+++ READING PASSAGE
And yeah.. as BC said, they are all the same fish. Those scientists just like to make things confusing! :roll: The change in name was relatively recent so when asking your LFS to order some or when searching for info on the web you will probably find the most info using Vieja synsilum/synspilus.


----------



## cichlid-gal (Apr 27, 2012)

CjCichlid said:


> cichlid-gal said:
> 
> 
> > and make the 165G a total CA tank. I also like the Vieja argentea.
> ...


Chris...somehow I knew I would get a thumbs up on a total CA tank... :lol:

I need to do lots more reading but what would be some stocking recommendations for a 165G tank with the _Paratheraps melanurus_? Anyone?


----------



## Iggy Newcastle (May 15, 2012)

Not sure if you're aware of this Gal, but it's a great source of CA info, with an entire issue devoted to vieja/paratheraps...http://centralscenemagazine.blogspot.com/

I am not confident on suggesting stock, but this ties into my post somewhat: http://www.cichlid-forum.com/phpBB/viewtopic.php?f=13&t=265426
I'll be centering around a group of Thoricthys, with a vieja or similar fish as a 'centerpiece.' Chris has been very helpful on my post, and sure he'll chime in here for you as well.


----------



## CjCichlid (Sep 14, 2005)

+1 to anything with Lee Nutall's name on it! All of his articles and videos are a great resource when it comes to CA cichlids.

Also as Iggy said, check out his thread as I made some stocking suggestions as well as posted up a few cool video links.

What are the dimensions of your 165gal?


----------



## cichlid-gal (Apr 27, 2012)

Thanks Adam and Chris....and Adam...that is just funny as just yesterday I was reading that very magazine on-line and sent that issue to my hubby so he could see the fish I was talking about...LOL...that's awesome...great minds they say ... right?
++++++
+++ DATASET CONTENT
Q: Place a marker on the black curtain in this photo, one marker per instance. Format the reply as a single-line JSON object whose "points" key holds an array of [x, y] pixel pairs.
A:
++++++
→ YOUR GOAL
Return the part of the cichlid forum thread above that begins at "I am not confident" and stops after "you as well.", copied word for word.

→ WRITTEN ANSWER
I am not confident on suggesting stock, but this ties into my post somewhat: http://www.cichlid-forum.com/phpBB/viewtopic.php?f=13&t=265426
I'll be centering around a group of Thoricthys, with a vieja or similar fish as a 'centerpiece.' Chris has been very helpful on my post, and sure he'll chime in here for you as well.